*Exercise prompt*: Which lines of the rows contain the word "rocky"? List each one in full, treating case as significant.

*The data*:
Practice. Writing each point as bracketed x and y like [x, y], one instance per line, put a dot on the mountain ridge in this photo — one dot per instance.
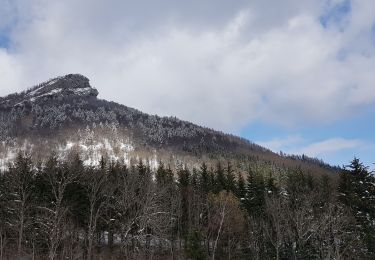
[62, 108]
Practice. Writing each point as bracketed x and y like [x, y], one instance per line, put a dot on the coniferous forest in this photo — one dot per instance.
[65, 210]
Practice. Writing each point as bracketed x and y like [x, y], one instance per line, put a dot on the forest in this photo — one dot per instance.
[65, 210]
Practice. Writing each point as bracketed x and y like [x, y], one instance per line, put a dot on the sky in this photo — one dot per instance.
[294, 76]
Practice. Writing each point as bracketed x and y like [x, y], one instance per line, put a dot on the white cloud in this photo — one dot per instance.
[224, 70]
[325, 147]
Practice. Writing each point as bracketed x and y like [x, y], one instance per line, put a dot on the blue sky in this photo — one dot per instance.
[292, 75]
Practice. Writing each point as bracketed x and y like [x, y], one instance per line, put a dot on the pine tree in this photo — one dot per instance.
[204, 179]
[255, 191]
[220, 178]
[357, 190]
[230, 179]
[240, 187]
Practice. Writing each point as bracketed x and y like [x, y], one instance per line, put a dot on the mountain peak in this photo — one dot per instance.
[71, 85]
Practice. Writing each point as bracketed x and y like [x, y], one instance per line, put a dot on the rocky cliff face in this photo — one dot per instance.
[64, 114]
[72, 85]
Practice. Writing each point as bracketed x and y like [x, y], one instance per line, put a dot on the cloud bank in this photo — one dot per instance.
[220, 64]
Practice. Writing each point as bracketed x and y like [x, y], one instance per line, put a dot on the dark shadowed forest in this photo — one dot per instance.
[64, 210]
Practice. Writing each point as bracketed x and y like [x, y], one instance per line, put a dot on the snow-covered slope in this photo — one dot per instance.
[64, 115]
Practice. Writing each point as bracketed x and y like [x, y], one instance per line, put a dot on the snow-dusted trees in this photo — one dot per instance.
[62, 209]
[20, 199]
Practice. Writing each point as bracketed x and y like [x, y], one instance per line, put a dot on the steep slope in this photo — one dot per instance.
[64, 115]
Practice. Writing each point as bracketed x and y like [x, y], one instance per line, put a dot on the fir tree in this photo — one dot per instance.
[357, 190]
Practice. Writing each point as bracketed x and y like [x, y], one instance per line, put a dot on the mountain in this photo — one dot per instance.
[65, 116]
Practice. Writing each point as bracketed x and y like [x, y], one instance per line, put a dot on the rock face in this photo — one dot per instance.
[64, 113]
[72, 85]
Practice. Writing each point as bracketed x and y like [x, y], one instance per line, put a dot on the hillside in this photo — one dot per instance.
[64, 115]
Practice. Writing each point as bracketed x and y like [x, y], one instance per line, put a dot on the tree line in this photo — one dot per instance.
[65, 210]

...

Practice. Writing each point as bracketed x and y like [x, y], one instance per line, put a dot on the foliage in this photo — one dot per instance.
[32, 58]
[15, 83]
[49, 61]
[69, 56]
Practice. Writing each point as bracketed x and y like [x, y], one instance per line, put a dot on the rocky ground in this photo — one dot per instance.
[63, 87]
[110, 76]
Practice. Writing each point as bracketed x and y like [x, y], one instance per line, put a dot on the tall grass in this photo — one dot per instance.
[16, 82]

--

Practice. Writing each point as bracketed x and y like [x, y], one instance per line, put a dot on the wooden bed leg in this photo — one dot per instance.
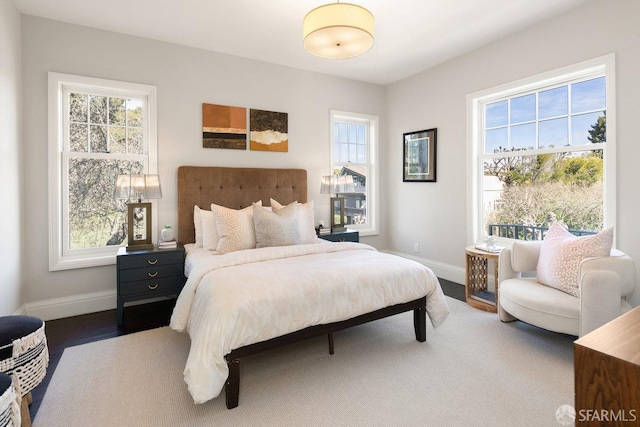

*Right answer*:
Practice. Writing each point as bracketed x and y like [x, y], one instance per line, put a dot on the rocky cliff face in this photo — one dot per instance.
Practice. Writing each point as bracketed x and y like [x, y], one instance per line, put a dot on the rocky ground in this photo — one dot per instance.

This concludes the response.